**What this exercise asks:**
[A] Please write out, word for word, the part of the article on PCORI funding for HIV appointment research starting at "Daniel Pearce, DO, has" and ending at "lack cultural competency?".
[B] Pick up the article on Daniel Pearce's PCORI-funded HIV attendance study after its final sentence and extend it.

Research

‘If you do it right, you can get funded’: DO shares insights on entry-level PCORI support

Daniel Pearce, DO, has received $40,000 in PCORI funding to study ways of improving appointment attendance among HIV patients.

At a community center in San Bernadino, California, there’s a conversation unfolding among patients, caretakers and health care professionals about the factors driving poor appointment attendance among local HIV patients. Is it difficult for people to find transportation, or are they skipping appointments in an effort to save money? Or perhaps patients are reluctant to see health care professionals who they feel lack cultural competency?

The facilitator of the discussion is Daniel Pearce, DO, an associate professor at Loma Linda University Medical Center in Loma Linda, California. He’s the leader of a research team that has received $40,000 so far from the Patient-Centered Outcomes Research Institute to investigate what local HIV patients, their caretakers and community health care professionals consider the biggest barrier to appointment attendance. The funding is part of PCORI’s pipeline to proposal program, which is designed to help investigators ramp up major research projects.

**Material provided:**
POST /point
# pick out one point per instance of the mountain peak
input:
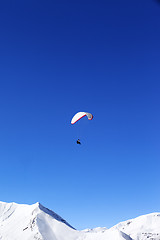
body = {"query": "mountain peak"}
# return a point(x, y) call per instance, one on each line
point(28, 222)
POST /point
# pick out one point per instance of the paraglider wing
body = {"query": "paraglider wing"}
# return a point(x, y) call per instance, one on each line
point(80, 115)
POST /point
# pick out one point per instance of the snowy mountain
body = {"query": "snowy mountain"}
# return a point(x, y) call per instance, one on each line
point(35, 222)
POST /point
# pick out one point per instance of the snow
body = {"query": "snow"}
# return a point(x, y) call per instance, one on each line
point(35, 222)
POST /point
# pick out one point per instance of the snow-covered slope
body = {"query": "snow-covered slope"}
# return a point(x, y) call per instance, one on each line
point(35, 222)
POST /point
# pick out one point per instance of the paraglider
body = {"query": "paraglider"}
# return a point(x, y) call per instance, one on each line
point(78, 141)
point(78, 116)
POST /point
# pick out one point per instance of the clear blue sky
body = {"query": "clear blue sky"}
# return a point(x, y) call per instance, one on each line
point(60, 57)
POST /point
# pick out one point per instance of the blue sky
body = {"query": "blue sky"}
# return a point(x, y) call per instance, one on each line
point(58, 58)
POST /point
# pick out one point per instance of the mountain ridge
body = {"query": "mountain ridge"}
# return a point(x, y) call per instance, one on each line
point(36, 222)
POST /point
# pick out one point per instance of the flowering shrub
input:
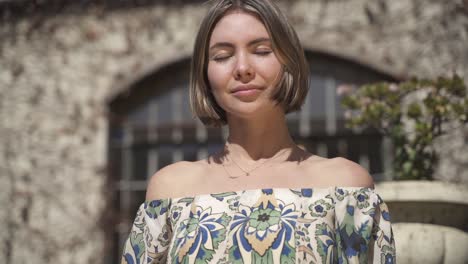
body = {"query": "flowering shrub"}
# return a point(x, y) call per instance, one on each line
point(412, 114)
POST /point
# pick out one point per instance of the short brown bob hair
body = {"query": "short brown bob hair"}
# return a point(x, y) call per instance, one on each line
point(293, 85)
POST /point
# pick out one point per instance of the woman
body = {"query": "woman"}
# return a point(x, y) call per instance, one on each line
point(262, 199)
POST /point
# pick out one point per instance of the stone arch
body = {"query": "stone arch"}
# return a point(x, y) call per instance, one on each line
point(135, 148)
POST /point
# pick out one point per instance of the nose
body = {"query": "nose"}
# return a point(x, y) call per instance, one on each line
point(243, 72)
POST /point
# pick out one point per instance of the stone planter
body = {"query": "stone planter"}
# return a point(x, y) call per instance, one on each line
point(430, 220)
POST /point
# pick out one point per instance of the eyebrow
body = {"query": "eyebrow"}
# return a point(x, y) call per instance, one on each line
point(227, 44)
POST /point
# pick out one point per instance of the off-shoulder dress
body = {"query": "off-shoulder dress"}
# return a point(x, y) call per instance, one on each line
point(278, 225)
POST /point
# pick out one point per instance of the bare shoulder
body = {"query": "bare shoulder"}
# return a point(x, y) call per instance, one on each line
point(173, 180)
point(343, 172)
point(349, 173)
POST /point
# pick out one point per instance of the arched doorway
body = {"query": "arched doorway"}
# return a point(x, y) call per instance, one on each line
point(151, 126)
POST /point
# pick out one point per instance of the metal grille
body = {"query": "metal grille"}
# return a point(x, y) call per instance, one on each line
point(159, 129)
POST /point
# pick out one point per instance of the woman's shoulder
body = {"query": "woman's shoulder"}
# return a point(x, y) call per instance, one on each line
point(173, 179)
point(339, 172)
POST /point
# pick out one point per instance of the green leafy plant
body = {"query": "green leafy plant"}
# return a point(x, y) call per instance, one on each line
point(412, 114)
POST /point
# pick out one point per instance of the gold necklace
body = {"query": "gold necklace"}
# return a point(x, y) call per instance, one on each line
point(248, 172)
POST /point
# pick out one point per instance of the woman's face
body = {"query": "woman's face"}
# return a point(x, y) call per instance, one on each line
point(243, 70)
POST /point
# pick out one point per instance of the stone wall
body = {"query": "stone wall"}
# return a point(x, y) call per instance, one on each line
point(58, 71)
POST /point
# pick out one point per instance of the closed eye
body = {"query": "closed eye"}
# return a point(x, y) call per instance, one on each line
point(263, 53)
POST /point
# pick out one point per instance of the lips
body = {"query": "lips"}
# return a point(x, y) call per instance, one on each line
point(245, 88)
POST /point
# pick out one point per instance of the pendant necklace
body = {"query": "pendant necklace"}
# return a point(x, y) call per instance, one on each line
point(248, 171)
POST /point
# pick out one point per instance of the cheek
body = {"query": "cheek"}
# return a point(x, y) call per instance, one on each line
point(216, 78)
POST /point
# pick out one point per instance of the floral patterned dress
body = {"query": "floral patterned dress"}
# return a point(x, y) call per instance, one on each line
point(308, 225)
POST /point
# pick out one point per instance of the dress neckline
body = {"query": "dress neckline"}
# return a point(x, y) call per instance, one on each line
point(274, 189)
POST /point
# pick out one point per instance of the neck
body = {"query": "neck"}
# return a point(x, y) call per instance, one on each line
point(262, 138)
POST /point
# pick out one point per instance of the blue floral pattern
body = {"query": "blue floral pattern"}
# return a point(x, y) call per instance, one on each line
point(320, 225)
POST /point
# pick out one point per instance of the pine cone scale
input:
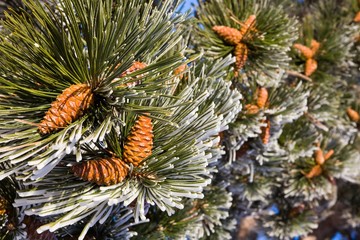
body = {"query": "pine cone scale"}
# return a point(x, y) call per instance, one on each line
point(68, 107)
point(139, 142)
point(230, 35)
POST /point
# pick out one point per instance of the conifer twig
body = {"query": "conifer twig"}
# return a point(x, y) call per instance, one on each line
point(297, 74)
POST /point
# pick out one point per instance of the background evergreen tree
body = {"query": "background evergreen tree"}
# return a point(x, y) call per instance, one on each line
point(125, 119)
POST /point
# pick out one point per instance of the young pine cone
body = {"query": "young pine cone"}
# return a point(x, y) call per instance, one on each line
point(248, 25)
point(230, 35)
point(104, 171)
point(304, 50)
point(357, 17)
point(139, 142)
point(353, 115)
point(265, 132)
point(310, 66)
point(68, 107)
point(134, 67)
point(241, 55)
point(262, 97)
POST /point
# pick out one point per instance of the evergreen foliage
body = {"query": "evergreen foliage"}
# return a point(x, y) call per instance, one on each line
point(128, 120)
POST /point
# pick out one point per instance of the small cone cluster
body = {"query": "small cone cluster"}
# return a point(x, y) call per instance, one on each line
point(357, 17)
point(134, 67)
point(230, 35)
point(139, 142)
point(68, 107)
point(309, 53)
point(320, 159)
point(234, 37)
point(113, 170)
point(31, 225)
point(265, 132)
point(104, 171)
point(353, 115)
point(262, 96)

**Expected outputs:**
[A]
Daniel Pearce, DO, has received $40,000 in PCORI funding to study ways of improving appointment attendance among HIV patients.

At a community center in San Bernadino, California, there’s a conversation unfolding among patients, caretakers and health care professionals about the factors driving poor appointment attendance among local HIV patients. Is it difficult for people to find transportation, or are they skipping appointments in an effort to save money? Or perhaps patients are reluctant to see health care professionals who they feel lack cultural competency?

[B]
In this edited interview, Dr. Pearce explains how his research has taken shape and offers tips for other DOs who’d like to pursue PCORI funding.

Boosting support

Daniel Pearce, DO

Dr. Pearce’s project is focused on HIV patients in California’s Inland Empire, a vast swath of land east of Los Angeles that includes Riverside and San Bernadino counties. He and his research team began by organizing two forums to brainstorm reasons patients might skip appointments and identify the intervention most likely to help. “Out of the 20 ideas they came up with, the group unanimously identified support as the #1 factor in helping HIV patients get to their medical appointments,” Dr. Pearce explains. “I was expecting transportation to be the biggest concern, so this was eye-opening.”

Designing a research question

Next, Dr. Pearce’s team obtained $25,000 in Tier II PCORI funding to embark on the yearlong process of working with patients and stakeholders to create a comparative research question. The team designed a project that will compare appointment attendance for HIV patients who receive one of two kinds of support through their local clinic. Participants will be newly diagnosed HIV patients and existing patients whose disease hasn’t been controlled well in the past.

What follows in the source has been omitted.